__What is being asked__.
State how many lines in the entries below contain the string "blazer", and give only the number.
# START OF Data to process
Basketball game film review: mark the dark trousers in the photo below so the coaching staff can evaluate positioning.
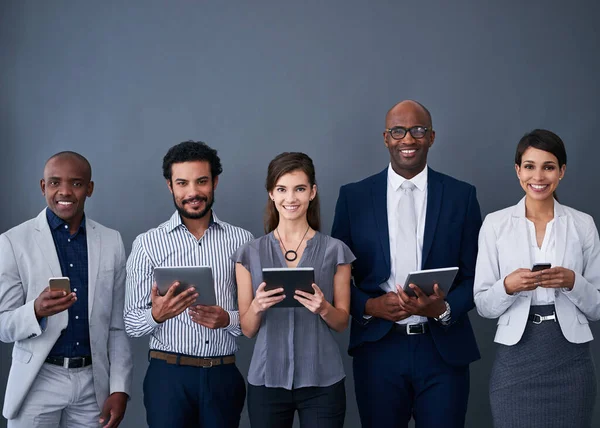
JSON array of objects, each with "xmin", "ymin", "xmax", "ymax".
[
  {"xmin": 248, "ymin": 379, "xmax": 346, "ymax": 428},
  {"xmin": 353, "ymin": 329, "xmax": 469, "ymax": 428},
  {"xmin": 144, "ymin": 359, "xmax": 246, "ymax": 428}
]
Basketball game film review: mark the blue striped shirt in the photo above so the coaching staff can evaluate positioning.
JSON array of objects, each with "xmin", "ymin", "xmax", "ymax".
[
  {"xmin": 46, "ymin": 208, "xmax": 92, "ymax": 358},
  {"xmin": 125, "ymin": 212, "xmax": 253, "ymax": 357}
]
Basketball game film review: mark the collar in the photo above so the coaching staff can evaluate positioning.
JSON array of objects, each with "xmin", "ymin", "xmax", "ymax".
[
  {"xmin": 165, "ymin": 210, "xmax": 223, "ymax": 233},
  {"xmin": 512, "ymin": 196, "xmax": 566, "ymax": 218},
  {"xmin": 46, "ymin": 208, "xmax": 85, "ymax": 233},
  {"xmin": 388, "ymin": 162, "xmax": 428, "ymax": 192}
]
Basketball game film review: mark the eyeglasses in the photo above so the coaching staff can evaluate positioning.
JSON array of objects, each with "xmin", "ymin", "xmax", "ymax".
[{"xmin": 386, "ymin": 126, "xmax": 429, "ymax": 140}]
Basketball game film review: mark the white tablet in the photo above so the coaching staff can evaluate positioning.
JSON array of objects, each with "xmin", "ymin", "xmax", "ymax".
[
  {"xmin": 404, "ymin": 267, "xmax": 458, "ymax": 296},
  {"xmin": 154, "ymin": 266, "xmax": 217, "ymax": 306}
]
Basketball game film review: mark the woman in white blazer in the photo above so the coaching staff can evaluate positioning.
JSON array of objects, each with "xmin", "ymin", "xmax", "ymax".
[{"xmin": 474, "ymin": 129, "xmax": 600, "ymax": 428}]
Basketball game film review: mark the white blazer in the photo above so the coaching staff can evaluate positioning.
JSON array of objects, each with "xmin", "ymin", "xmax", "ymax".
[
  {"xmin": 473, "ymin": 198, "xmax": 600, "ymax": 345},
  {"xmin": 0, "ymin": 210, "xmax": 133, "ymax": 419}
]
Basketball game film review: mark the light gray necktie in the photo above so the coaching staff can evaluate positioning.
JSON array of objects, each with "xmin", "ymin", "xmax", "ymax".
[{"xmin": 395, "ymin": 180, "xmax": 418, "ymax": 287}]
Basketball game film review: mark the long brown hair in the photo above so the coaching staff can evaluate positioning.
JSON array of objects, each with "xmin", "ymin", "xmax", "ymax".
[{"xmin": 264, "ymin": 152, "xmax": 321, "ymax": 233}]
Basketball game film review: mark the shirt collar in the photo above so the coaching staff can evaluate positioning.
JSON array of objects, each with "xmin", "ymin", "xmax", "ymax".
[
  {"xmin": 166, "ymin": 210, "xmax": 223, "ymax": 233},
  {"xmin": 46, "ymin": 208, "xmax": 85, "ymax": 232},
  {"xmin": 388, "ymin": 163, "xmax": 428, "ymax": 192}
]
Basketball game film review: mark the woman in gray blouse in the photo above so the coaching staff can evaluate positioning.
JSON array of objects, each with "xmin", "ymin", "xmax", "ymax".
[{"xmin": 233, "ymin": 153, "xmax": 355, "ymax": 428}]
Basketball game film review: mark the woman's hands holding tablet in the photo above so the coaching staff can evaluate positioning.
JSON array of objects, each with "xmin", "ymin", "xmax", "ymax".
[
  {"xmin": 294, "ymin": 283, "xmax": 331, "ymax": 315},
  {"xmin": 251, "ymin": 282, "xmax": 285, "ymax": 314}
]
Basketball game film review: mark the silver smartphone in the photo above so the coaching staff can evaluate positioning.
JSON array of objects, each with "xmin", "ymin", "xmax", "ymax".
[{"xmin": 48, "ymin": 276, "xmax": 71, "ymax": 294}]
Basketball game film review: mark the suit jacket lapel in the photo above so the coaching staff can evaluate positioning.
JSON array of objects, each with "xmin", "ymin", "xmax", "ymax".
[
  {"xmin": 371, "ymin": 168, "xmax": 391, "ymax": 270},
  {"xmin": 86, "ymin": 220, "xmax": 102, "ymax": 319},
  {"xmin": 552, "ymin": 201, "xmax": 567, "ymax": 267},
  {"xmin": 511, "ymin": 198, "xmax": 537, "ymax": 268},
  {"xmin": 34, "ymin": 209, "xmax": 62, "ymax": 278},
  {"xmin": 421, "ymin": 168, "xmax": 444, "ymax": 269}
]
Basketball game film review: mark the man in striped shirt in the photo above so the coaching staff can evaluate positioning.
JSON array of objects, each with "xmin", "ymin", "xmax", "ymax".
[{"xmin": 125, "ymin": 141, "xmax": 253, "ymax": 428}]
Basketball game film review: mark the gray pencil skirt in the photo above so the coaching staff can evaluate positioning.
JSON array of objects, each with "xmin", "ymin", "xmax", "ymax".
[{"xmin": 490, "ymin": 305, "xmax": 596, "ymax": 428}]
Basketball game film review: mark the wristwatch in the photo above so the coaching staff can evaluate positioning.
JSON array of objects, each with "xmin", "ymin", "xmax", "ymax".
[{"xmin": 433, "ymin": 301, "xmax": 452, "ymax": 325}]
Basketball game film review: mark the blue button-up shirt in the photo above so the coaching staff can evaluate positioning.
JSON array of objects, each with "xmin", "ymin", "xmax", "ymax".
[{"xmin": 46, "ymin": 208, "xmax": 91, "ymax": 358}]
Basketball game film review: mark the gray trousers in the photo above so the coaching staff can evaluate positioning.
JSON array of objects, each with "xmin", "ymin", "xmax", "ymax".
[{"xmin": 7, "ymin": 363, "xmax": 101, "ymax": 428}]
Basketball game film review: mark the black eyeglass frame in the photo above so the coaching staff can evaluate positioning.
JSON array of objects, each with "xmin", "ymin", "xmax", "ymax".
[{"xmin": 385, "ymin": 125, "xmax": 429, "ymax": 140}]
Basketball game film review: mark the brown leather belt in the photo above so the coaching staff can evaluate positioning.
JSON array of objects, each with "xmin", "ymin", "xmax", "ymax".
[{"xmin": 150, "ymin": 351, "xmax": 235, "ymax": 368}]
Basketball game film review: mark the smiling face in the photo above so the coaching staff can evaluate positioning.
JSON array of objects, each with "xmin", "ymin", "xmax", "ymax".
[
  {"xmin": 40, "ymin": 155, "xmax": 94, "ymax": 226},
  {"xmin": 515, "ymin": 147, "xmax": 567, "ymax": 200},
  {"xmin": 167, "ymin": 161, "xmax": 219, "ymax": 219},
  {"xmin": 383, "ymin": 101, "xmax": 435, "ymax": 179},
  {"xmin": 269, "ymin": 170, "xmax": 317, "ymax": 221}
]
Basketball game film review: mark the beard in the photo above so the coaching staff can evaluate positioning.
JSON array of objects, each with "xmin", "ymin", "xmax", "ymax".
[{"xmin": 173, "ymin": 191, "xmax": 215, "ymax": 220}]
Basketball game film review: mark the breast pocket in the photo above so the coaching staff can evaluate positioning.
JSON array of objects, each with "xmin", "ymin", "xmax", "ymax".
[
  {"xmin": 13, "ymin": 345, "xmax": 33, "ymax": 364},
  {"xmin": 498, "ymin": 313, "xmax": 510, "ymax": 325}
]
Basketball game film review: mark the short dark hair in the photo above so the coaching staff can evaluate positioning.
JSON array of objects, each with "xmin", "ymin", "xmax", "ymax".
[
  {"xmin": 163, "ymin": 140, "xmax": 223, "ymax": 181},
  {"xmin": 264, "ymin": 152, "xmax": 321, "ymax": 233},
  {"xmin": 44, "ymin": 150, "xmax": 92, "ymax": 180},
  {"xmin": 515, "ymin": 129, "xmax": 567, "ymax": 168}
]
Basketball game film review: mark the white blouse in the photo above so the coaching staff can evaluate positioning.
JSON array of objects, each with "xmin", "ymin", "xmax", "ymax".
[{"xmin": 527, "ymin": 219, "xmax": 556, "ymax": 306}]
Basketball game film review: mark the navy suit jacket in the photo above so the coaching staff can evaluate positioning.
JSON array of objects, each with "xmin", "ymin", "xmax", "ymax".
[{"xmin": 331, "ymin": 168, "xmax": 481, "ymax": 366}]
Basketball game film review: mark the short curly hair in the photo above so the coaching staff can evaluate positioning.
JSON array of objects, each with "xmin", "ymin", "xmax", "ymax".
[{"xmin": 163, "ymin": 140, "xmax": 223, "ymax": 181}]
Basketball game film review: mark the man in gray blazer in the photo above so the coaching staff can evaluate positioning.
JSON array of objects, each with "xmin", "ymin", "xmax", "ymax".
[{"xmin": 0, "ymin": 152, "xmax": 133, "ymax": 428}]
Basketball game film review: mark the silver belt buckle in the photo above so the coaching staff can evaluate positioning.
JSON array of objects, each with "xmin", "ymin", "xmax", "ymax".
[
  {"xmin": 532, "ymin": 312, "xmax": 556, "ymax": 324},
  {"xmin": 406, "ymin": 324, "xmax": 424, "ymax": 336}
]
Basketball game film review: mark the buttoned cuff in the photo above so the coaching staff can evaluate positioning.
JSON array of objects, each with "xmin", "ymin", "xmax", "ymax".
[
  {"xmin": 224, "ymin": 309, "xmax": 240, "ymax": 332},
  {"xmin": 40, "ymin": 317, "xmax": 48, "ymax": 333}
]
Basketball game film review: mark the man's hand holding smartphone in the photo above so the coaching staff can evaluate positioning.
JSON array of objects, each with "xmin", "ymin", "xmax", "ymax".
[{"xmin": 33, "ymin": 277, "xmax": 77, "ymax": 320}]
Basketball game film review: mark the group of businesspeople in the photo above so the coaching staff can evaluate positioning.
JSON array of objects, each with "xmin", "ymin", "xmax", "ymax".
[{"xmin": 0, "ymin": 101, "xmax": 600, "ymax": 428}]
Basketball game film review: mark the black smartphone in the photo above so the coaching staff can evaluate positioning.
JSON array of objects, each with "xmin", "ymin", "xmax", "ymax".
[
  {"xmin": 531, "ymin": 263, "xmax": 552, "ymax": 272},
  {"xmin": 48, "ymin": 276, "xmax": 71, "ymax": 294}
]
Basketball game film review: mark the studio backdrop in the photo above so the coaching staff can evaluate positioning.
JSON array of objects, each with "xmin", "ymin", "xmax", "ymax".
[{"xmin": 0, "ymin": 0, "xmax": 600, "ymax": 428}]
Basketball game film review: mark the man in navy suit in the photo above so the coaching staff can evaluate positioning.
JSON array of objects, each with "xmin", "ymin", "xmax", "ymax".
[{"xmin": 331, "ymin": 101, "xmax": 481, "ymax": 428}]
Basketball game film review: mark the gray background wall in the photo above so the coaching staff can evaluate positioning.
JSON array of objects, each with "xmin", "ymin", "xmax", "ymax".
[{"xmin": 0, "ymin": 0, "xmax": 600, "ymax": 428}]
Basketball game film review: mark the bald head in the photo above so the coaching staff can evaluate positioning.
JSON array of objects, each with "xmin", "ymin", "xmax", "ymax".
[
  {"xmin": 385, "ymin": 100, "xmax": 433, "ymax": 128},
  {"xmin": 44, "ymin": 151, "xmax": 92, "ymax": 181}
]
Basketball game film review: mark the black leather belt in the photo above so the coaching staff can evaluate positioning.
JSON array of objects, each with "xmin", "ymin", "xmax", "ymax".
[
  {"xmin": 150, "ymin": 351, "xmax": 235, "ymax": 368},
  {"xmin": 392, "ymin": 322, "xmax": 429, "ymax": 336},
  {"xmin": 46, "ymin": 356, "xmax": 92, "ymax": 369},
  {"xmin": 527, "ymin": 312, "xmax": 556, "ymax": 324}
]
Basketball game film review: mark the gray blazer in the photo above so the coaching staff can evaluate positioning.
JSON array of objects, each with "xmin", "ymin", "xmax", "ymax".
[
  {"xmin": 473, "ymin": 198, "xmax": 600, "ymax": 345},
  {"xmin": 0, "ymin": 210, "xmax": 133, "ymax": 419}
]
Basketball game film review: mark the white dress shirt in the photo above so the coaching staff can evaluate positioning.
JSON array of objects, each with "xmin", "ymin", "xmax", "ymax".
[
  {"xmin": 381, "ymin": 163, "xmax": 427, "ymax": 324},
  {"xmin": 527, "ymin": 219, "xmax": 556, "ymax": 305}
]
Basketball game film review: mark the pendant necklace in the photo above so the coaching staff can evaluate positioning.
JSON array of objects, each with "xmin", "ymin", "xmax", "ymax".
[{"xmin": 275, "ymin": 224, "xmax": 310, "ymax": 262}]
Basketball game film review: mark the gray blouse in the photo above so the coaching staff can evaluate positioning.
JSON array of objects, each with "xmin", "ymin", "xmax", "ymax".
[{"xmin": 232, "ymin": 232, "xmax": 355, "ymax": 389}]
# END OF Data to process
__Solution__.
4